:: Fragmento seleccionado

Carestía y baratura

 

Frederic Bastiat

Creo deber someter a los lectores algunas observaciones por desgracia teóricas, sobre las ilusiones que nacen de las palabras carestía, baratura. Se que a primera vista se inclinarán a juzgar que estas observaciones son un poco sutiles; pero séanlo o no, la cuestión es saber si son o no ciertas; creo que lo son completamente, y sobre todo, muy a propósito para hacer reflexionar a los muchos hombres que tienen una confianza sincera en la eficacia del régimen protector.

Así los partidarios de la libertad, como los defensores de la restricción, todos nos vemos obligados a servirnos de las palabras carestía, baratura; los primeros se declaran por la baratura, teniendo presentes los intereses del consumidor; los segundos se pronuncian por la carestía, ocupándose sobre todo de la suerte del productor. Otros intervienen diciendo: el protector y el consumidor son sólo uno, principio que no resuelve en lo más mínimo la cuestión de saber si la ley debe procurar la baratura o la carestía.

En medio de este conflicto, parece que la ley no tiene otro partido que tomar, sino el de dejar que los precios se establezcan por sí solos; pero entonces aparecen los enemigos encarnizados de: Dejar hacer quienes quieran absolutamente que la ley obre, aún sin saber en que sentido debe obrar; sin embargo, al que quiere hacer que la ley provoque una carestía artificial o una baratura no natural, es a quien toca exponer y hace prevalecer el motivo de su preferencia. El onus probandi le incumbe exclusivamente; de donde se deduce que siempre se presume que la libertad es conveniente, hasta que se pruebe lo contrario, porque la libertad consiste en dejar que los precios se establezcan por sí mismos.

::::
:: Registros aportados

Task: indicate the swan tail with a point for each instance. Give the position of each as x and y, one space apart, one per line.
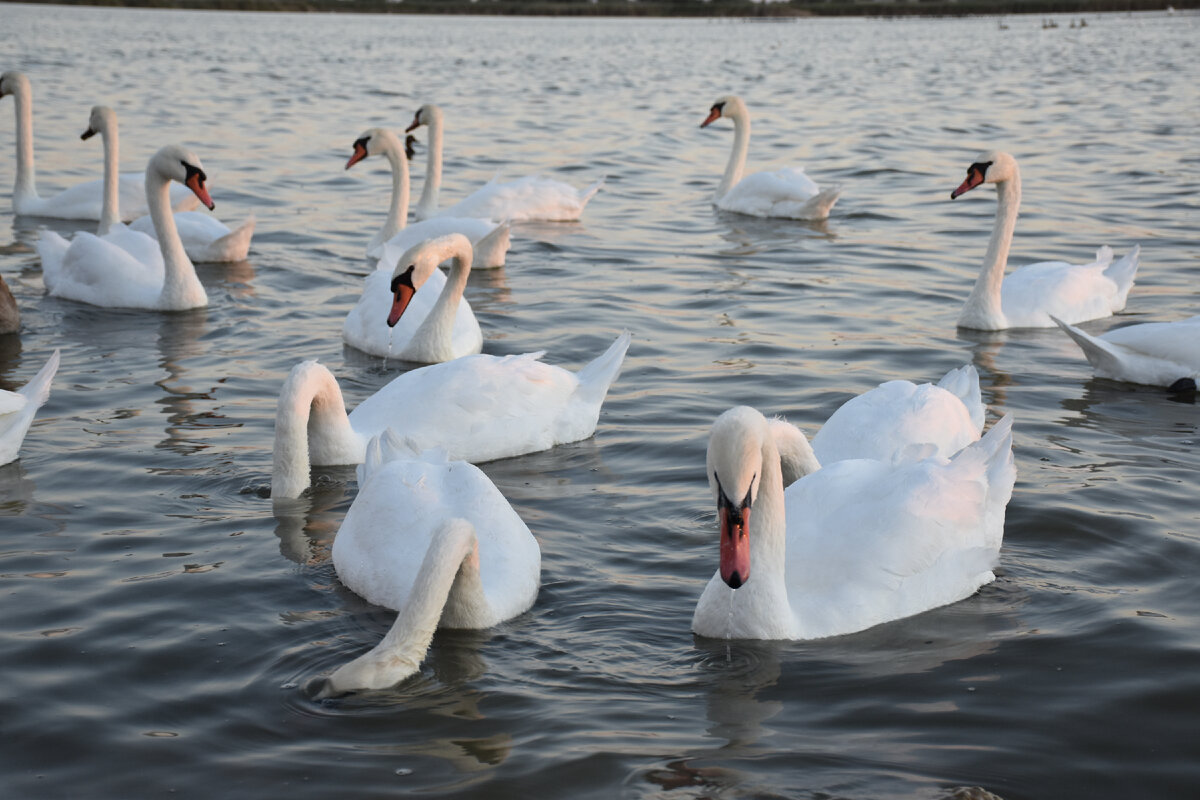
492 248
598 376
1122 272
233 246
964 384
1102 355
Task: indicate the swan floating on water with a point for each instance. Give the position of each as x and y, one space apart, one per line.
786 193
435 540
851 545
1030 295
82 200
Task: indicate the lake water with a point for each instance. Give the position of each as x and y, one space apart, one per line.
163 621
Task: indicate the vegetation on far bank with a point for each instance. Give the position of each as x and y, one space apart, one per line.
775 10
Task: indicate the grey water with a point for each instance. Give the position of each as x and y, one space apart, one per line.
162 620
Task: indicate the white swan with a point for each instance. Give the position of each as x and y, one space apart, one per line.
442 325
82 200
17 409
94 270
1157 354
477 408
899 419
435 540
1031 294
490 239
786 193
852 545
533 198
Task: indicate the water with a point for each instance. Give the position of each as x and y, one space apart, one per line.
163 621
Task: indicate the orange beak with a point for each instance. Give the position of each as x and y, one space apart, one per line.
196 182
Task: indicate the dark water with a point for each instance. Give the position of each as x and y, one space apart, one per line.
161 619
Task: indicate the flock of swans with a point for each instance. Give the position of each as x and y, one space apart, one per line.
894 507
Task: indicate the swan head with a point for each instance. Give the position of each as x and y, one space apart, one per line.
12 83
735 470
101 121
415 266
373 142
427 114
178 163
730 106
990 167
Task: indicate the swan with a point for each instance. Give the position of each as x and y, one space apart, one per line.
435 540
533 198
477 408
899 419
82 200
17 409
490 239
10 314
1157 354
786 193
442 325
96 271
1031 294
851 545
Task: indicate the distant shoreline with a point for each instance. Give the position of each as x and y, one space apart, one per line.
712 8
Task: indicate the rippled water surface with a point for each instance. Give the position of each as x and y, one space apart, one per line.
162 621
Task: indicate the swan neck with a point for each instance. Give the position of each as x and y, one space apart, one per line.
429 203
736 166
311 417
25 186
397 212
180 287
983 306
111 204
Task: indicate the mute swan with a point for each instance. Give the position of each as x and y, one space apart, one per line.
861 542
533 198
82 200
10 314
17 409
477 408
1031 294
1157 354
786 193
901 420
442 326
435 540
490 240
96 271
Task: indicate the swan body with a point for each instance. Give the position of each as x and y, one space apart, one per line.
901 420
1030 295
99 271
852 545
414 312
786 193
1156 354
435 540
533 198
17 409
83 200
391 240
477 408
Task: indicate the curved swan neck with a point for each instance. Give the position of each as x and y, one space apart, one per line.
111 205
311 417
25 187
399 655
983 308
180 287
736 166
429 203
397 212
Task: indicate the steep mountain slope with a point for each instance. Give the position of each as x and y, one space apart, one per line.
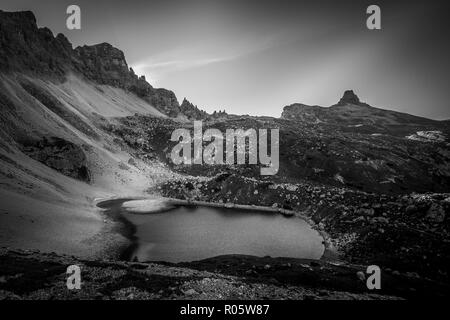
55 156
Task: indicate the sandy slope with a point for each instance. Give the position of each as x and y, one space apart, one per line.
43 209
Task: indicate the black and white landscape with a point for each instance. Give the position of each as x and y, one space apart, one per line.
87 178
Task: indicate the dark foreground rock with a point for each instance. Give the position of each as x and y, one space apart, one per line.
35 275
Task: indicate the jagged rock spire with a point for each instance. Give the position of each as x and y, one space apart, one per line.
349 97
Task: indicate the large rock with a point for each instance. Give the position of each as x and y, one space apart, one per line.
26 48
61 155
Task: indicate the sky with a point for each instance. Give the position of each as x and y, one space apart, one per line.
255 57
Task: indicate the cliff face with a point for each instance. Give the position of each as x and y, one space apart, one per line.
191 111
26 48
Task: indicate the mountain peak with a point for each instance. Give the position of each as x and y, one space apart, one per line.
349 97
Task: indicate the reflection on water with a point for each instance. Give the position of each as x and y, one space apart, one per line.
194 233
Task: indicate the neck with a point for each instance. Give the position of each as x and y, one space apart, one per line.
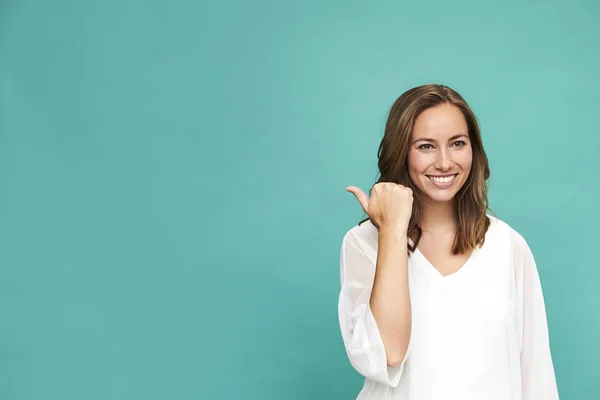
437 217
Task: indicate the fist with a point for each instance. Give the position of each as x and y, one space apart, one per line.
390 204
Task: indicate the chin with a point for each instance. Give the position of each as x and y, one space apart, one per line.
439 195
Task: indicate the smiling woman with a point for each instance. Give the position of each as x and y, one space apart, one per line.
440 300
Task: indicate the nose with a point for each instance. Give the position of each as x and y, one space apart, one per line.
443 160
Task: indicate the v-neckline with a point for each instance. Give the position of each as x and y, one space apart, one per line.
434 272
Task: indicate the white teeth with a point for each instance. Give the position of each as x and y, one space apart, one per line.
442 180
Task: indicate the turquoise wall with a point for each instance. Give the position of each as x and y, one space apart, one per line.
172 180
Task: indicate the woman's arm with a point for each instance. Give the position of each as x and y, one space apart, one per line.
390 299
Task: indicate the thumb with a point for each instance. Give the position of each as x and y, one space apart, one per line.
361 196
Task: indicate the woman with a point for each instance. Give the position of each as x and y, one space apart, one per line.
440 300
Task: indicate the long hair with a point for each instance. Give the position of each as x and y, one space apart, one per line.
470 202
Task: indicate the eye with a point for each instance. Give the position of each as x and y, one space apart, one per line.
421 146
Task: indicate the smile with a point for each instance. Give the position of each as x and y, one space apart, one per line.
442 181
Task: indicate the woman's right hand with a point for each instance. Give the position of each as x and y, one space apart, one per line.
390 204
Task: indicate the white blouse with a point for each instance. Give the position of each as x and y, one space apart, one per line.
480 333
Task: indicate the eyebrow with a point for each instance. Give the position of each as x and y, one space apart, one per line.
433 141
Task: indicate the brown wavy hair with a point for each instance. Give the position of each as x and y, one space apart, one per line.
470 203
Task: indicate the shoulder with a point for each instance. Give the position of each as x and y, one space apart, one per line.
509 235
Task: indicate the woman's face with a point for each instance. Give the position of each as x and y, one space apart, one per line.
440 147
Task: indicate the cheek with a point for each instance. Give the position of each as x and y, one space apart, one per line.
417 162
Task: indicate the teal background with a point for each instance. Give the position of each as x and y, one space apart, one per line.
172 180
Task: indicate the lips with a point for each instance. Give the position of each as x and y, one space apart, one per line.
447 181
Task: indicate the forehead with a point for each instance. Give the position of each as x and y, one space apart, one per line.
439 122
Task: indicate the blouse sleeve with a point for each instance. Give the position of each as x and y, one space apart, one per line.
360 333
538 380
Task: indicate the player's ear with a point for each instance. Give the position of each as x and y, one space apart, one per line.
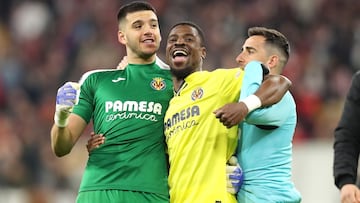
273 61
121 37
203 52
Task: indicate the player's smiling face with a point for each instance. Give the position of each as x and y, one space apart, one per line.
253 49
184 50
142 33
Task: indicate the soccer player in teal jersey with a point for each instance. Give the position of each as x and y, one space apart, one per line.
128 107
265 145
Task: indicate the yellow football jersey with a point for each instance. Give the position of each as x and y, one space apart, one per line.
199 144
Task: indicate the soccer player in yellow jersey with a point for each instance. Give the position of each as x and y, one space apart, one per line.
198 144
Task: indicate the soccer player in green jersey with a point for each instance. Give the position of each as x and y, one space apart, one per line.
128 107
198 144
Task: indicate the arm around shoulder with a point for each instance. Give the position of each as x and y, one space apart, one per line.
273 89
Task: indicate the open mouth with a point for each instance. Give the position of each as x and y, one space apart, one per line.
179 53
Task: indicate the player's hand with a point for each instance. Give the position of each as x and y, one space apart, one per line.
234 176
123 63
65 100
231 114
95 141
350 193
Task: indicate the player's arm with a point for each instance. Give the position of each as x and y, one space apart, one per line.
67 127
257 91
272 89
95 141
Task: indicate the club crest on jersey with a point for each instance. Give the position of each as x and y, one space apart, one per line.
158 83
197 94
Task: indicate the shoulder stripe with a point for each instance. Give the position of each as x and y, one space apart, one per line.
87 74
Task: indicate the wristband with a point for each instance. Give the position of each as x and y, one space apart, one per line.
252 102
61 118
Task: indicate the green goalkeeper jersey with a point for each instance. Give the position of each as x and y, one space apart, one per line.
128 107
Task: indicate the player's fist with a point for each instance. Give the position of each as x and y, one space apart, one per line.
234 175
65 100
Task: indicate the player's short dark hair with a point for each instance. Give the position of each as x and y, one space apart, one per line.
194 25
273 38
134 7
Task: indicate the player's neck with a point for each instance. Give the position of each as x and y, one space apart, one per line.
141 60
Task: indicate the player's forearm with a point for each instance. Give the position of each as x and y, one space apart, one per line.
61 141
272 89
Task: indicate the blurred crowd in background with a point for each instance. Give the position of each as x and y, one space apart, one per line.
44 43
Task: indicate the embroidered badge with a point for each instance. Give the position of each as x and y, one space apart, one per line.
158 83
197 94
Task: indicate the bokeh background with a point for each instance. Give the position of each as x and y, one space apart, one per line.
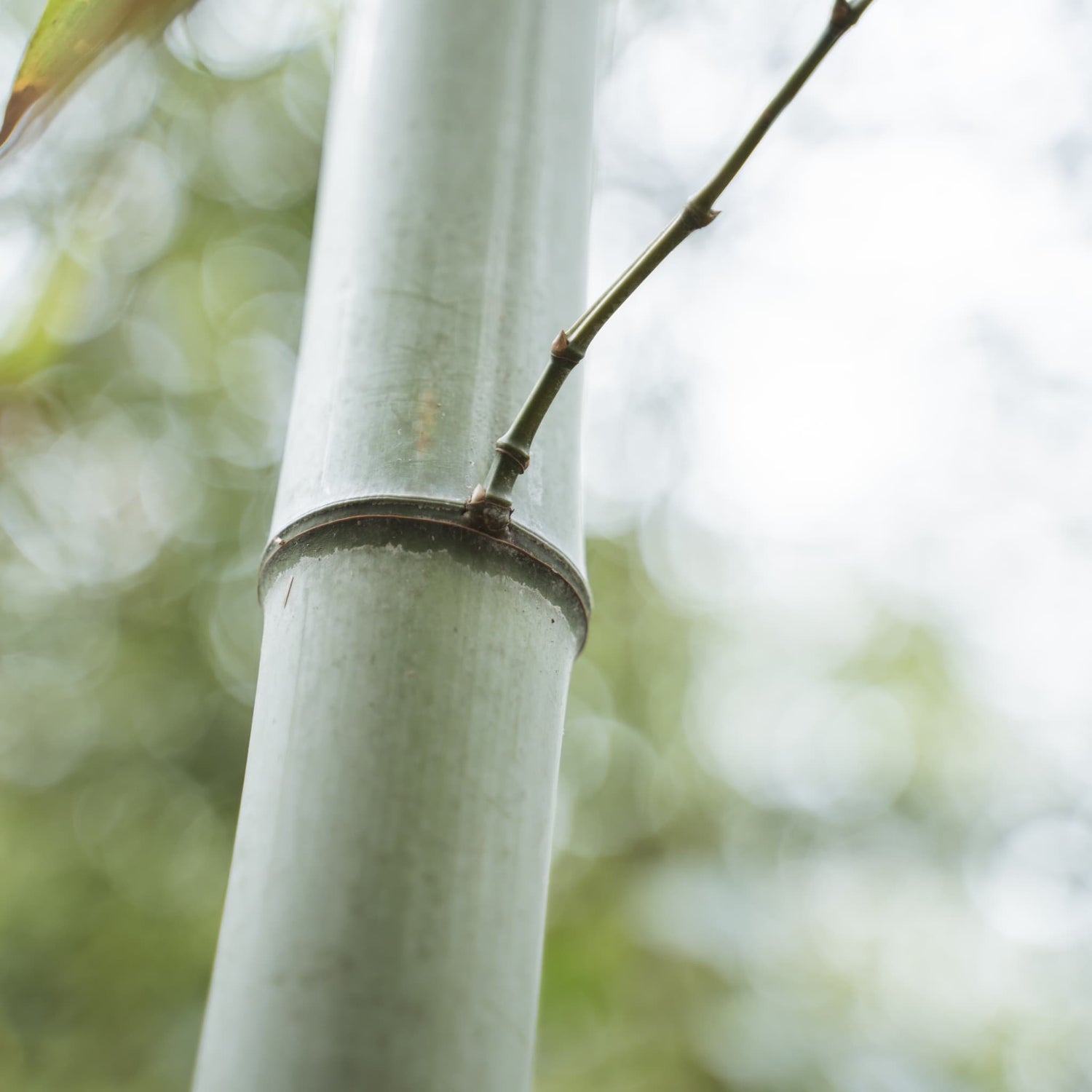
825 820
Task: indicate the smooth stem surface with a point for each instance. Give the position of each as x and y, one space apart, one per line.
491 504
384 914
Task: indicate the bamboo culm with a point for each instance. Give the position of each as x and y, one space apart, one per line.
491 505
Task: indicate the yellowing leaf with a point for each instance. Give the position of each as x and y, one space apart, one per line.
70 37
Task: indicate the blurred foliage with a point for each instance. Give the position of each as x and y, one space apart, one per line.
784 851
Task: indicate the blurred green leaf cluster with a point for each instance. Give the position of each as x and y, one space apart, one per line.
781 860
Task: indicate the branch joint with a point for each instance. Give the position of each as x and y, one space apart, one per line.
844 15
697 215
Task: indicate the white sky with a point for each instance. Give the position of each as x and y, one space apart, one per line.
879 353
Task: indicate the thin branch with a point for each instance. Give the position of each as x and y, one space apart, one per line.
491 505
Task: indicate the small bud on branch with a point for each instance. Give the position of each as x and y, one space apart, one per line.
491 506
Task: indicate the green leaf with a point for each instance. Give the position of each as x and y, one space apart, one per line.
70 37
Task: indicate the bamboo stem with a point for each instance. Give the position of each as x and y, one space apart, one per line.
491 505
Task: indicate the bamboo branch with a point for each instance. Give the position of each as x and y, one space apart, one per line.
491 506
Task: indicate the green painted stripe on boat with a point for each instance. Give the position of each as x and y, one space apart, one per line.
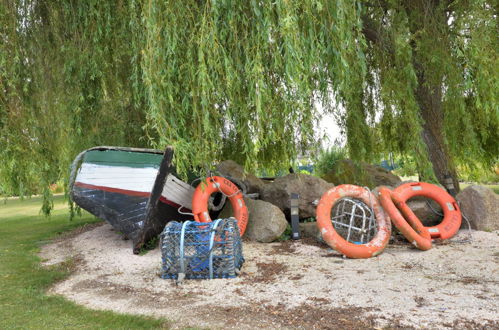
123 158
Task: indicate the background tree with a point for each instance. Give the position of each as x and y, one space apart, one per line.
240 79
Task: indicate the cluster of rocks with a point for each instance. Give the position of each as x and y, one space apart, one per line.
270 214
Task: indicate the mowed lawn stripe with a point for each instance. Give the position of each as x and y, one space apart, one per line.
23 281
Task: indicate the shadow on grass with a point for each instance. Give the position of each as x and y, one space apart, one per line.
23 282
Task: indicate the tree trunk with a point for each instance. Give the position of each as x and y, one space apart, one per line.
429 96
429 99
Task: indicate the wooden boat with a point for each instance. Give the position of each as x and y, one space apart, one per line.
135 190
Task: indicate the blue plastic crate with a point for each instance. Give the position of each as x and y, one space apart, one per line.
195 250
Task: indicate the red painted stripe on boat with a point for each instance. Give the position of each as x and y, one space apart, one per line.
130 193
116 190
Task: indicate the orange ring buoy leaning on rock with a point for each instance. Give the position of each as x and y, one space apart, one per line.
412 229
219 184
452 215
334 240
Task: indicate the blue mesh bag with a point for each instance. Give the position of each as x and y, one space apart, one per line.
195 250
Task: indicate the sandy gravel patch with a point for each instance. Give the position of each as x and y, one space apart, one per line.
294 284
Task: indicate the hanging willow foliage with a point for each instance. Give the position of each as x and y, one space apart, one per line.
239 79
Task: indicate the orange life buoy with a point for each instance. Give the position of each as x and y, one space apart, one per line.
412 229
452 215
219 184
333 239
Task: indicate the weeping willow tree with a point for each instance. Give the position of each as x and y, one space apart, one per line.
242 80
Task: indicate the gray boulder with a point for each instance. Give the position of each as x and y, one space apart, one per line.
310 188
421 208
266 221
481 206
232 169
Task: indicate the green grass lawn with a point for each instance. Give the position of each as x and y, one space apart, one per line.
23 282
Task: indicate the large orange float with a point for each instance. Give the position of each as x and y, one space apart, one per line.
452 215
412 229
333 239
219 184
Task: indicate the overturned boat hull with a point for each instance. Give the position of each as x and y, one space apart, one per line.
135 190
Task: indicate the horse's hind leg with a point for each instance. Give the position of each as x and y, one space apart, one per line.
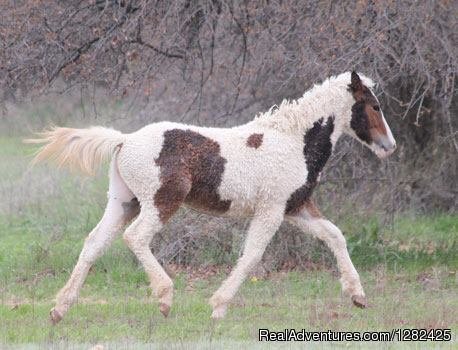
122 207
138 237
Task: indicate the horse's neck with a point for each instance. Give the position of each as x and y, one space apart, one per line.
297 117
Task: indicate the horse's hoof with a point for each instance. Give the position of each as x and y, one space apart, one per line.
164 309
55 316
219 312
359 301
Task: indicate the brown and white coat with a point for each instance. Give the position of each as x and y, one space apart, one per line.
265 170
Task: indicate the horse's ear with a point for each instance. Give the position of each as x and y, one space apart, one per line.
356 83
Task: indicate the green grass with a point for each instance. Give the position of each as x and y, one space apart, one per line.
409 272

::::

- **Tarea breve A**:
Reproduce del fragmento sobre carestía y baratura el tramo que va desde "Frederic Bastiat" hasta "del régimen protector.".
- **Tarea breve B**:
Según el fragmento sobre carestía y baratura, ¿a quién incumbe exclusivamente el onus probandi?

- **Solución propuesta A**:
Frederic Bastiat

Creo deber someter a los lectores algunas observaciones por desgracia teóricas, sobre las ilusiones que nacen de las palabras carestía, baratura. Se que a primera vista se inclinarán a juzgar que estas observaciones son un poco sutiles; pero séanlo o no, la cuestión es saber si son o no ciertas; creo que lo son completamente, y sobre todo, muy a propósito para hacer reflexionar a los muchos hombres que tienen una confianza sincera en la eficacia del régimen protector.

- **Solución propuesta B**:
Al que quiere hacer que la ley provoque una carestía artificial o una baratura no natural.